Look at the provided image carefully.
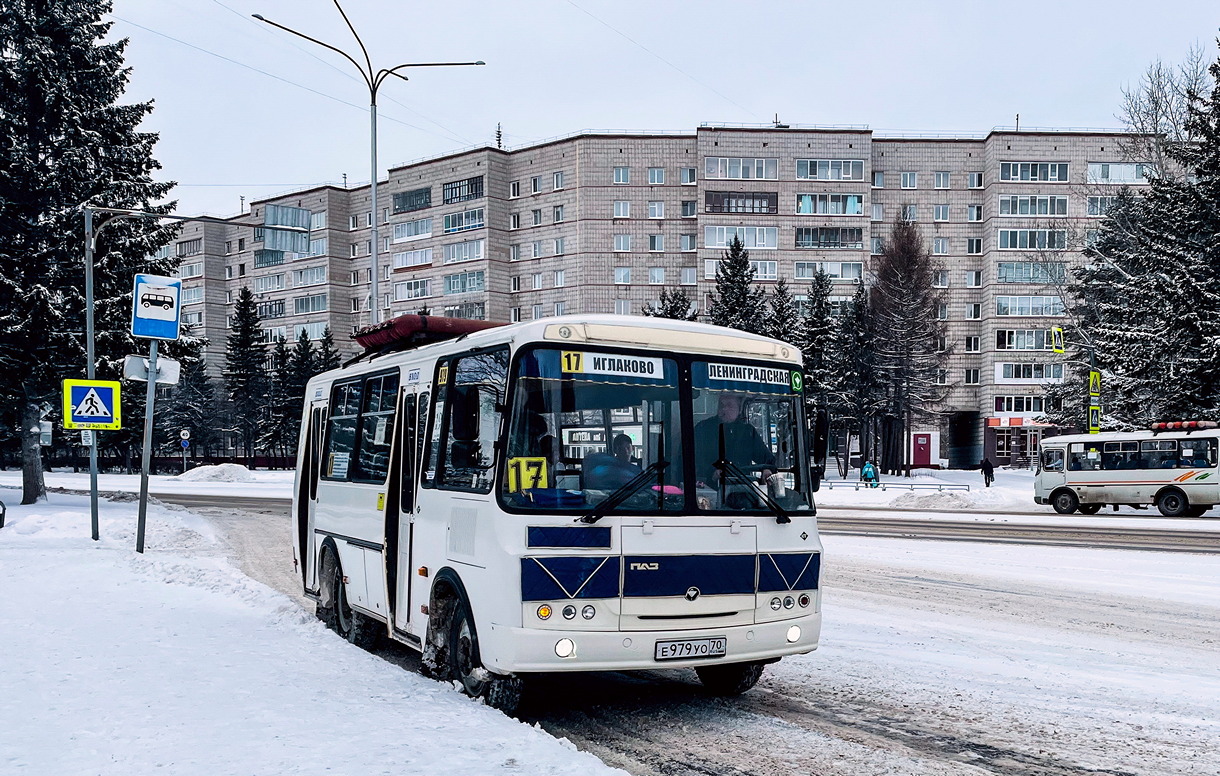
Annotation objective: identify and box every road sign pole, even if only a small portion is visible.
[135,339,157,553]
[84,207,100,542]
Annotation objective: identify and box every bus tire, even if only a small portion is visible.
[448,599,521,715]
[1157,488,1191,517]
[1050,488,1080,515]
[694,661,765,695]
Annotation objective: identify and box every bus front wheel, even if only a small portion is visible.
[1157,490,1191,517]
[1050,490,1080,515]
[694,661,764,695]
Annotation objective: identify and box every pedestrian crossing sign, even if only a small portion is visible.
[63,379,123,431]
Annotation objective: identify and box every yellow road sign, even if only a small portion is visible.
[63,379,123,431]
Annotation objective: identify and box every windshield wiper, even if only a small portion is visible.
[712,459,792,525]
[576,460,670,523]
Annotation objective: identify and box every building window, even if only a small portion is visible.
[703,192,780,214]
[1088,162,1150,184]
[442,239,487,264]
[704,156,780,181]
[703,227,780,250]
[444,270,486,294]
[999,162,1068,183]
[390,248,432,270]
[797,159,864,181]
[999,229,1068,250]
[442,176,483,205]
[797,194,864,216]
[395,185,432,213]
[996,296,1064,317]
[293,294,326,315]
[444,207,484,234]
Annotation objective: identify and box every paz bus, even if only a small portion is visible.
[1033,421,1220,517]
[293,315,822,713]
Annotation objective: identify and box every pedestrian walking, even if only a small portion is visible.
[978,455,996,488]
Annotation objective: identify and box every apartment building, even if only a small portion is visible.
[172,124,1144,466]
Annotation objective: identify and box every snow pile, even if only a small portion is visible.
[174,464,254,482]
[0,488,622,776]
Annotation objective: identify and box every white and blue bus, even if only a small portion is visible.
[293,315,821,713]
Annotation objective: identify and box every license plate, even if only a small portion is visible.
[654,636,728,660]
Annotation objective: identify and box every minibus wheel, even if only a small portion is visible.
[1050,488,1080,515]
[694,661,765,695]
[1157,488,1191,517]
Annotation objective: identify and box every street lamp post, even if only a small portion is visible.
[253,0,486,325]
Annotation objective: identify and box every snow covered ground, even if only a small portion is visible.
[0,486,621,776]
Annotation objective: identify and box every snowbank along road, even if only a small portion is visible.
[195,497,1220,776]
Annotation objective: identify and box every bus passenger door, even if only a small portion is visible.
[395,387,427,631]
[296,404,326,592]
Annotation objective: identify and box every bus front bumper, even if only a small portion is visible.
[478,613,822,674]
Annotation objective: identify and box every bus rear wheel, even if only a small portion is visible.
[1050,490,1080,515]
[694,661,764,695]
[449,602,521,716]
[1157,490,1191,517]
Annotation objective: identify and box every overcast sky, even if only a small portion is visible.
[111,0,1220,215]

========

To do: Can you convert all the rows above into a two-column CSV with the headers instruction and boxes, giving one CSV line per row and putting each field in quotes with line breaks replaced by spaces? Leave the pictures out.

Output below:
instruction,boxes
"Look at the provided image carefully. Annotation objective: identify and box every road sign pole, even if only a small portion is visible.","[135,339,157,553] [84,207,100,542]"
"Annotation objective: identify and box every bus tire, even if only a small portion is visible.","[448,599,521,715] [1157,488,1191,517] [1050,488,1080,515] [694,661,765,695]"
"Annotation objective: identify and box every bus front wheel, even if only a small portion is visible.","[1157,490,1191,517] [1050,490,1080,515] [694,661,764,695]"
"Annotation objective: identify and box every pedestrian crossing sign, even if only a small portion is visible.","[63,379,123,431]"
"Annotation objective: identify and box every yellow road sign, even if only a small portion is visible.","[63,379,123,431]"
"Annotation objective: identify and box every windshield wiper, even if only a small portion is visible.","[712,459,792,525] [576,460,670,523]"
"Annotation objective: identify and box every building window, even if only a small portion is visible.","[703,192,780,214] [1088,162,1150,184] [442,239,487,264] [704,156,780,181] [703,227,780,250] [444,270,486,294] [999,162,1068,183] [390,248,432,270] [797,159,864,181] [999,229,1068,250] [442,176,483,205] [797,194,864,216] [395,185,432,213] [996,296,1064,317] [293,294,326,315] [444,207,484,234]"
"Annotation objective: identify and box every paz bus, even if only a small portion is visible.","[1033,421,1220,517] [293,315,822,713]"
"Annotation objective: identify and box every pedestrian walking, even if only a small portion is visible.","[978,455,996,488]"
"Annotation objective: identify and box every apartment building, even if only a small portion is visible.","[172,124,1144,466]"
"Annotation objective: identify and box every snow pile, even if only a small portion is visible.","[174,464,254,482] [0,488,622,776]"
"Annotation objective: identify and box every white and blue bus, even if only a small portion is visible.","[293,315,821,713]"
"Annotation objective: identify and box every license plate, even if only a small portion is visible.","[654,636,728,660]"
"Annotation objective: identify and box every minibus wheel, even if only a small portion is visible.","[1050,488,1080,515] [694,661,765,695] [1157,488,1191,517]"
"Annotation objective: identify and box every street lamp post, even if only a small portion is visible.","[253,0,486,325]"
"Annotation objective: identify and box every snow covered ground, even if only a small portion is visible.","[0,486,621,776]"
"Annotation objective: identify and box every snowbank along road, even if only a small portion is visible.","[195,497,1220,776]"
"Annotation objective: identify and box every bus passenger door, even if only a small portion is visible.","[395,387,427,631] [296,404,326,592]"
"Annotation objective: identify and box every bus front bumper, even if only a small portion is visible.","[478,613,822,674]"
"Annotation objective: identify and box every bus rear wheel, even if only a small portion is visible.","[1050,490,1080,515] [694,661,764,695] [449,602,521,716] [1157,490,1191,517]"
"Annotation objective: identify and box every overcast sky, even if only a small portion is visible.","[111,0,1220,215]"